[START Recorded data]
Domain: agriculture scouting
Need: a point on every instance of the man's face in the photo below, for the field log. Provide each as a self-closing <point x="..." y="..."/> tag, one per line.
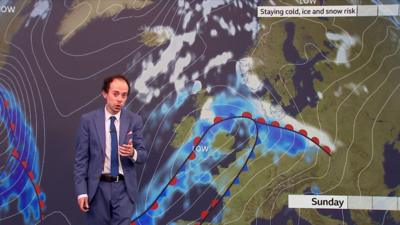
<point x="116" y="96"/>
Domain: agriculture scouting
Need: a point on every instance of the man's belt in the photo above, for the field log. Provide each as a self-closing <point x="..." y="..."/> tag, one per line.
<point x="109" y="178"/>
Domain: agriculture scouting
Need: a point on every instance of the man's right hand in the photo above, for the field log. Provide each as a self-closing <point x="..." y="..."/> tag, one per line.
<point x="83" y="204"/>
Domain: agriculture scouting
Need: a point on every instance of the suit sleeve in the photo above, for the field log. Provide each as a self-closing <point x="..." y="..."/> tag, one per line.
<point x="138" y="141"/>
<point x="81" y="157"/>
[END Recorded data]
[START Recorded data]
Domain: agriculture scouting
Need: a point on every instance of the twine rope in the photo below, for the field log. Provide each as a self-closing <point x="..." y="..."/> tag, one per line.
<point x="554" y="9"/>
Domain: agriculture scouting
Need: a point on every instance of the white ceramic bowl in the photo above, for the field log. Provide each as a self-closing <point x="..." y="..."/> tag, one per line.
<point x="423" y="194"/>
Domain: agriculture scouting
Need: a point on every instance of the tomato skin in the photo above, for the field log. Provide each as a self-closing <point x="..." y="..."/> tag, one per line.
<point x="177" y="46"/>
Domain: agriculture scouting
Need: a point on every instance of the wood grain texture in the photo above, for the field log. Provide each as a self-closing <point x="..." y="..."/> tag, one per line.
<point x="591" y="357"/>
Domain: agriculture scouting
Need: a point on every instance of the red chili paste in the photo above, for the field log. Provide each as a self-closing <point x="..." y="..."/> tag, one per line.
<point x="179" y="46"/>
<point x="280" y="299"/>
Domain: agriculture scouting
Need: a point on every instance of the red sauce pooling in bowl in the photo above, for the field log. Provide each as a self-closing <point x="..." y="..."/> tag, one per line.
[END Recorded data]
§ What is required: Extract every line of the listing above that contains the word "bowl".

§ Solution:
Need: a point on every instance of the white ceramic bowl in the photo above, for the field log. Provide each as a self-closing <point x="..." y="..."/> tag, one per line.
Need: a point on every instance of the red sauce pooling in bowl in the photo above, for the field log. Provide each as a self-closing <point x="..." y="..."/> tag, one per line.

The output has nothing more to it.